- GIVEN PROBLEM: Arrange every line of the data below as a JSON list of strings, one string per line, with blank lines omitted.

==== MATERIAL SUPPLIED ====

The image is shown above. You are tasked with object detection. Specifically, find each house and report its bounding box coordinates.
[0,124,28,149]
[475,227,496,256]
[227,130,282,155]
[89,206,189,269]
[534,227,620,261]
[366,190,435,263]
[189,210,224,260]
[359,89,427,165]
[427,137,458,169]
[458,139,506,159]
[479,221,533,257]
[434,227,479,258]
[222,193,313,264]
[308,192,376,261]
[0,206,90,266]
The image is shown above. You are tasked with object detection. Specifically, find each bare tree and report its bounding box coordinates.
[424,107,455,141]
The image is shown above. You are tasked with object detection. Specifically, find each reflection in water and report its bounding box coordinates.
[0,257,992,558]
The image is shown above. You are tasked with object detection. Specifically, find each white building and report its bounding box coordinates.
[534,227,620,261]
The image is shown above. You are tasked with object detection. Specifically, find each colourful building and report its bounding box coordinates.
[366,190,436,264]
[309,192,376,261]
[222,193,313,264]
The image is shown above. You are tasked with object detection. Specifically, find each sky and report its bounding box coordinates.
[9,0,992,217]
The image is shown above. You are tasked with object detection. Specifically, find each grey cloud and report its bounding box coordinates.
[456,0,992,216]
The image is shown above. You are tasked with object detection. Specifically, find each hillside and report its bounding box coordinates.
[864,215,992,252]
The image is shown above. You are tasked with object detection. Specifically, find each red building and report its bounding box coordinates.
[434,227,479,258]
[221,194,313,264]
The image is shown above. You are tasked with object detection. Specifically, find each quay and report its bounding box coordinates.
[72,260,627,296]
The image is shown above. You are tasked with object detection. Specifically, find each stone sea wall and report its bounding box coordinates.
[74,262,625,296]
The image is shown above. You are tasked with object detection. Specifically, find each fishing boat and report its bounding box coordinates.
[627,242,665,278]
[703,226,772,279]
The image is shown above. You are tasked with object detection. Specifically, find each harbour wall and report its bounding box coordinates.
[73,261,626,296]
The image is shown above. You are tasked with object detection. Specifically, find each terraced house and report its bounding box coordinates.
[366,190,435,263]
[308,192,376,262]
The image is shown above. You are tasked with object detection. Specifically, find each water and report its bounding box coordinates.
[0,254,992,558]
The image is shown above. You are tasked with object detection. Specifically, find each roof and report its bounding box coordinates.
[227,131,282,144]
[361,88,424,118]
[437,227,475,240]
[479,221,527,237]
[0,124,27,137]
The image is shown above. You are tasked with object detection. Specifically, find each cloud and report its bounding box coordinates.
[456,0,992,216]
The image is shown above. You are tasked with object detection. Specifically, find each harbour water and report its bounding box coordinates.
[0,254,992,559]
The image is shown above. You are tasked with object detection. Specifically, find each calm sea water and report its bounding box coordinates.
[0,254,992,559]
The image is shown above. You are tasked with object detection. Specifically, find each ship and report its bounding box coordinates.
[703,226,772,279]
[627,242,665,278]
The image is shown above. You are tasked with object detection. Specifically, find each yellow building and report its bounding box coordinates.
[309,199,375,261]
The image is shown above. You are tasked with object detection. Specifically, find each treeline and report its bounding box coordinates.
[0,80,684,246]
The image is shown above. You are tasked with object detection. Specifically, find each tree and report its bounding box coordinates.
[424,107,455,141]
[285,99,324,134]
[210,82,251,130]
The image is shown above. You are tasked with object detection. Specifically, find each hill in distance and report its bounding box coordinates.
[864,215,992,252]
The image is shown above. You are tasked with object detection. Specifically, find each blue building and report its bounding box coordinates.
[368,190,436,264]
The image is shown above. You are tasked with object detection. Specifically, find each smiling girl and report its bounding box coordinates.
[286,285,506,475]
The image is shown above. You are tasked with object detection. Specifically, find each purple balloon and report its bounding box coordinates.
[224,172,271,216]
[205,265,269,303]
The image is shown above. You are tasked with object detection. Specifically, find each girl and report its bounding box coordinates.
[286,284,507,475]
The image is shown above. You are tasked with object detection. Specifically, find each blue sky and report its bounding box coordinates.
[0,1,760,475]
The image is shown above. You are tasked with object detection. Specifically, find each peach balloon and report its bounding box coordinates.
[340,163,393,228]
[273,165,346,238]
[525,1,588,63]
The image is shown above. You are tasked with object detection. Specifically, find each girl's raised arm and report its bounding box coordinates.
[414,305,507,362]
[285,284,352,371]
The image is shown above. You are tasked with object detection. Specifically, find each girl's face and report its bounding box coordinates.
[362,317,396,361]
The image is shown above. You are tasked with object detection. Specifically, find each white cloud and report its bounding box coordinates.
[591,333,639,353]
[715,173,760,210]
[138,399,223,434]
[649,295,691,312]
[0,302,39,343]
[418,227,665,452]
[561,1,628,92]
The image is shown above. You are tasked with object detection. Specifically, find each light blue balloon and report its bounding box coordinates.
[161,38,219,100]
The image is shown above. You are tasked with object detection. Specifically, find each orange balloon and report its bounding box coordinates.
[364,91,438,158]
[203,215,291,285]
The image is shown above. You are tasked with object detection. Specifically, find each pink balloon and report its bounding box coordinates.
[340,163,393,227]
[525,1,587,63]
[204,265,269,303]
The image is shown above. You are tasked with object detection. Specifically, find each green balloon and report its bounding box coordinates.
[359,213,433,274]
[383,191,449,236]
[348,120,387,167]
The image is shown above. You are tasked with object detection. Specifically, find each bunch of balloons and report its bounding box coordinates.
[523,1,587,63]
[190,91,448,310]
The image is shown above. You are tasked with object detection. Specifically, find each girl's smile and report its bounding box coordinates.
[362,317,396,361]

====

- COMPLETED TASK:
[
  "The image is shown above. You are tasked with object detection. Specifically, find each house and report its bounding box coordinates.",
  "[0,124,28,149]",
  "[475,227,496,256]",
  "[227,130,282,155]",
  "[89,206,189,269]",
  "[534,227,620,261]",
  "[366,190,435,263]",
  "[189,210,224,260]",
  "[359,89,427,165]",
  "[427,137,458,169]",
  "[458,139,506,159]",
  "[479,221,533,257]",
  "[434,227,479,258]",
  "[222,193,313,264]",
  "[308,192,376,261]",
  "[0,206,90,266]",
  "The image is shown above. You are tasked with object detection. Specifically, find each bare tree and report its bounding box coordinates.",
  "[424,107,455,141]",
  "The image is shown above. You are tasked with object detection. Specifically, find each reflection in water and report its bounding box coordinates.",
  "[0,257,992,558]",
  "The image is shown above. You are tasked with object detection. Specifically, find each white building and report its bounding box coordinates.",
  "[534,227,620,261]",
  "The image is shown above. You are tasked with object detection. Specifically, find each colourful building and report its bounding box coordinates.",
  "[366,190,436,264]",
  "[309,192,376,261]",
  "[222,193,313,264]",
  "The image is shown above. You are tasked with object detection. Specifically, find each sky and report its bounding box coordinates.",
  "[9,0,992,217]",
  "The image is shown above. You are tasked with object detection. Specifically, find each grey cloud and report its bounding box coordinates.",
  "[456,0,992,216]",
  "The image is shown above. You are tasked with object detection. Specifically, find each hillside and report its bounding box coordinates.",
  "[864,215,992,252]",
  "The image is shown above. You are tasked with object detection. Specifically, find each red building and report its bounding box coordinates.",
  "[434,227,479,258]",
  "[221,194,313,264]",
  "The image is shown above. You are tasked with object detection. Specifically, find each quay and report its bounding box coordinates.",
  "[72,260,627,296]",
  "The image is shown above. You are tasked with object detection. Specifically, find each stone sea wall and report its bounding box coordinates.",
  "[74,262,625,296]",
  "The image is shown above. You are tasked with object detection. Specifically, find each fishing boat and report its bounding box coordinates.",
  "[627,242,665,278]",
  "[703,226,772,279]",
  "The image is shown above. You are tasked with object detection. Specifically, find each harbour wall and report its bounding box coordinates.",
  "[73,261,626,296]",
  "The image is shown above. You are tasked with object detection. Specifically, find each terraced house and report its bounding box coordinates.",
  "[366,190,435,263]",
  "[308,192,376,262]",
  "The image is shown above. You are tasked with object detection. Specifically, find each water and report its bounding box coordinates.",
  "[0,254,992,558]",
  "The image is shown above. You are tasked with object detection. Specifically, find each roof and report its bounding box coordinates.",
  "[227,131,282,144]",
  "[361,88,424,118]",
  "[437,227,475,240]",
  "[479,221,527,237]",
  "[0,124,27,137]",
  "The image is shown above. You are tasked with object detection. Specifically, find each cloud and report its bounding box coordinates.",
  "[456,0,992,216]",
  "The image is shown above. You are tasked with object detection. Specifically, find each harbour water and report its bounding box coordinates.",
  "[0,254,992,559]",
  "The image is shown above. You are tasked with object detection. Specifically, find each calm sea water and report its bounding box coordinates.",
  "[0,254,992,559]",
  "The image is shown above. You are tasked with object detection. Specifically, find each ship and report its bounding box coordinates.",
  "[703,226,772,279]",
  "[627,242,665,278]",
  "The image is shown above. You are tasked with object detection. Specifically, find each yellow building and report its bounding box coordinates.",
  "[309,199,375,261]",
  "The image is shown above. You are tasked with object detection. Specifically, find each treeline and report its bounding box coordinates.",
  "[0,80,684,246]",
  "The image is shown above. You are tasked with object detection. Specifically, find each tree and report its bounding box coordinates.",
  "[424,107,455,141]",
  "[285,99,324,134]",
  "[210,82,251,130]",
  "The image is shown above. You are tasked with object detection. Specifically, find each hill in distance and report its bounding box coordinates.",
  "[864,215,992,252]",
  "The image is shown above. You are tasked with object detection. Specifically, find each blue building and report its bounding box coordinates.",
  "[368,190,436,264]",
  "The image is shown above. You are tasked with object detection. Specifically, find each smiling girl and report its bounding box coordinates.",
  "[286,285,506,475]",
  "The image is shown above. You are tasked with object detection. Specifically, find each purple balloon and report its bounding box coordinates.",
  "[224,172,271,216]",
  "[205,265,269,303]",
  "The image is shown above. You are tasked with object detection. Specifically, find each girl and report its bounding box coordinates.",
  "[286,284,507,475]",
  "The image is shown above. You are tasked with object detection. Specifically, find each blue sky and report its bounding box coordinates.",
  "[0,1,760,475]",
  "The image is shown above. You are tasked with object detection. Specifically, find each peach balloon and report its bounding box coordinates.",
  "[340,163,393,228]",
  "[273,165,346,238]",
  "[525,1,588,63]",
  "The image is shown above. You are tasked with object detection. Specifically, find each girl's raised arm and report its bounding box coordinates.",
  "[414,305,507,362]",
  "[285,284,352,371]",
  "The image is shown above. You are tasked with object detection. Specifically, find each girl's face and report its bounding box coordinates.",
  "[362,317,396,361]",
  "The image is shown above. You are tasked with object detection. Specifically, find each white cloud and report its bounding box coordinates.",
  "[591,333,639,353]",
  "[715,173,760,210]",
  "[138,399,223,434]",
  "[649,295,691,312]",
  "[0,302,39,343]",
  "[418,227,665,452]",
  "[561,1,628,92]",
  "The image is shown above. You are tasked with object detection. Specifically, find each light blue balloon and report its bounding box coordinates.",
  "[161,38,219,100]",
  "The image is shown above. You are tasked with object detection. Specifically, find each orange balloon and report its bounding box coordinates.",
  "[364,91,438,158]",
  "[203,215,291,285]",
  "The image is shown above. You are tasked with object detection. Specifically, find each pink balloon and report its bounding box coordinates.",
  "[340,163,393,227]",
  "[525,1,587,63]",
  "[204,265,269,303]",
  "The image is shown above. You are tasked with object detection. Specifically, find each green balloon and report its bounding box coordinates.",
  "[359,213,433,274]",
  "[383,191,449,236]",
  "[348,120,387,167]",
  "The image is shown above. You are tasked with object detection. Specifically, find each bunch of balloons and report its bounding box coordinates.",
  "[523,1,587,63]",
  "[190,91,448,310]",
  "The image is shown above. You are tasked with object detection. Specifically, find each girl's smile and report its bounding box coordinates.",
  "[362,317,396,361]"
]